**Text excerpt:**
┄┄┄┄┄┄┄┄┄┄

Once Joe and Karen knew where they wanted to build their new housing facility they contacted Brian England of Brian England Building Solutions, who designed the new unit.

The new cubicle house was built on a greenfield site – located right beside the main farmyard – that required a lot of excavation work, which Joe and his neighbour Bobby Lewis completed.

The concrete work was carried out by David Grant Farm Buildings, while the shed itself, including the steel frame, cubicles and feed barriers were sourced from Gleeson Steel & Engineering.

The entire unit was erected by David Grant Farm Buildings. All the electrical work was carried out by Paul Fogarty. Construction began in April of last year and the new build was completed by the first week in November.

Data source: Brian England Building Solutions

Taking a look at the unit in more detail, the cubicle shed is eight bays long, with each span 4.8m in length. A roof overhang – 2.44m in length – is incorporated along the three sides of the shed – where the cows can be fed from – to prevent rain getting into the shed.

The building is 38.5m long and 31.9m wide. The unit stands 9.4m high at the apex and 4.6m high to the eve gutters.

The concrete walls of the shed stand 2.4m high. The two slatted tanks are both 38.8m long and 4.8m wide. There are two agitation points at either end of the shed.

There are three rows of back-to-back cubicles (150 cubicles altogether). Each cubicle is 2.1m long and 1.15m wide.

┄┄┄┄┄┄┄┄┄┄

**Data excerpt:**
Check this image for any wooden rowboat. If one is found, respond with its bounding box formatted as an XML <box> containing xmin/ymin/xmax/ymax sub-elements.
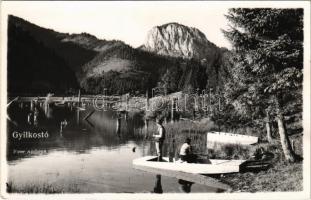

┄┄┄┄┄┄┄┄┄┄

**Required tasks:**
**a)** In the piece about the cubicle shed, who did all the electrical work?
**b)** Extend the description of the cubicle shed, picking up after its final sentence.

**Answers below:**
**a)** Paul Fogarty.

**b)**
The two outer passages, between the feed passage and the first row of cubicles are 4.5m apart, while the two inner passages in between each row of cubicles are 2.4m wide.

Data source: Brian England Building Solutions

Doubts quenched over spaced sheeting

The first thing that you notice when you walk into the unit is how airy and spacious it is.

The fact that up to 150 cows can be housed in the shed and up to 170 cows can be fed from the three sides of the shed, good airflow, like so many new builds these days, is one of the key components of this new housing facility.

Joe and Karen opted to install spaced sheeting on the roof, a decision which Joe was completely against at the beginning but now believes is a “super job”.

He said: “Originally, when we were designing the shed, I said from minute one I didn’t want spaced sheeting. But after giving it some more thought and witnessing what it is like last winter I am delighted we went with it.

It was raining heavy here during the week and I couldn’t get over how little water came into the shed through the spaced sheeting – a few drops at most I’d say.

“We have good airflow in and out of the shed through the three open sides of the shed, but it’s great to have another escape route for foul air and an inlet for fresh air to come in through in the roof.”

What’s inside?

Taking a closer look at the features of the shed, as mentioned above, 150 cubicles were installed in the unit, with mats placed in each stall – that Joe himself fitted.

Installed in each of the passageways – four in total –  is an Alfco rope scraper, which were sourced from Portumna Farm and Dairy Services, which Joe says were one of the “best investments” they made.

Joe explained: “The automatic scrapers have been a great job. We have had no bother with them at all. The only time we have had to go in is when we would be feeding the cows beet.

“The dung after them would be quite hard and it wouldn’t go down the slats, so we would just come in with the loader and take it out.

“Either from that, we couldn’t be happier with them. A major reason for deciding to build a new shed was because we were burned out keeping cows bedded with straw and peat.

We would have to bed them every two days and it was very labour intensive.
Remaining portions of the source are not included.